— Исходный текст —

Гаспаров игнорирует театральную условность и гендерную неуверенность фальцета. Подобным голосом говорит мужчина, когда подражает женскому или детскому голосу, когда баритон Фигаро подражает сопрано Розины. Театральная эстетика предлагает голосу перейти в фальцет «в минуты каприза, болезненного возбуждения, в страхе и ужасе»[705]. С этим связана подозрительность Александра Островского к людям, говорящим высоким «тонким голосом»: «…а уж эти мне тенора. Много знал я их и один чище другого. Теперь я взял манеру “как только кто тенором заговорит, остерегаюсь”» (44). Интерпретируя изменившуюся интонацию, Гаспаров предлагает объяснение, связанное с закрытостью и открытостью общества, но впадает в старую установку на «аутентичность» эмоций или их маскировку (фальшь). Фальцет понимается как типичный советский способ использования голоса, чтобы скрыть подлинные эмоции.

— Данные для анализа —

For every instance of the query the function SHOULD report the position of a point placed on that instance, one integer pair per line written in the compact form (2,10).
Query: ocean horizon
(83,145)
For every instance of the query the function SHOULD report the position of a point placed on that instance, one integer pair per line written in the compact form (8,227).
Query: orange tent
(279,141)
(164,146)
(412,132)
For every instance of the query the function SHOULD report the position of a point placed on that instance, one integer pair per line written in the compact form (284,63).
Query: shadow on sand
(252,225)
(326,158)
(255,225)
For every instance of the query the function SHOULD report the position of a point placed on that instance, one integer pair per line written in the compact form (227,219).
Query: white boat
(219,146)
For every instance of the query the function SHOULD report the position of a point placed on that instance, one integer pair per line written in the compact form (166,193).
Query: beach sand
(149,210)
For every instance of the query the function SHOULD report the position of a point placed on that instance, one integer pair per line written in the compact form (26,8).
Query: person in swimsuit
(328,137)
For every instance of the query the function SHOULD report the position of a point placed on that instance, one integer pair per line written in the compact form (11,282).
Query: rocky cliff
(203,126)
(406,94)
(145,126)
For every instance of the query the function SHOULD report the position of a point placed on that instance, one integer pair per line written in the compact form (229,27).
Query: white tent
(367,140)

...

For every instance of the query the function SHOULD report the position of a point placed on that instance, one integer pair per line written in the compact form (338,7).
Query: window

— Задание —
Подхватите текст о фальцете у Гаспарова и продолжите его после последнего предложения.

— Ответ —
Однако фальцетный голос позволяет в первую очередь усилить громкость. В домикрофонное время это было почти единственным средством оратора быть услышанным в большом зале и взять более высокий тон. Одновременно фальцет нивелирует индивидуальный тембр, и этой физической особенности фонации Гаспаров дает психологическое определение фальши, связанной с неадекватностью использования публичной манеры в личном пространстве.

И Панов, и Гаспаров игнорируют радио и кино, ограничивая акустический опыт[706]. Отторжение от советских медиа как материала исследования в среде советских интеллигентов объяснимо. Эти медиа были воплощением официального, «самого важного» и «самого советского». Фильмы, которые смотрели в среде академической интеллигенции, были чаще всего иностранными, хотя все они были озвучены особыми советскими дубляжными голосами с искусственными интонациями.

Присутствие в голосовом ландшафте 30-х годов электрических голосов меняет ситуацию существования натуральных голосов решительным образом.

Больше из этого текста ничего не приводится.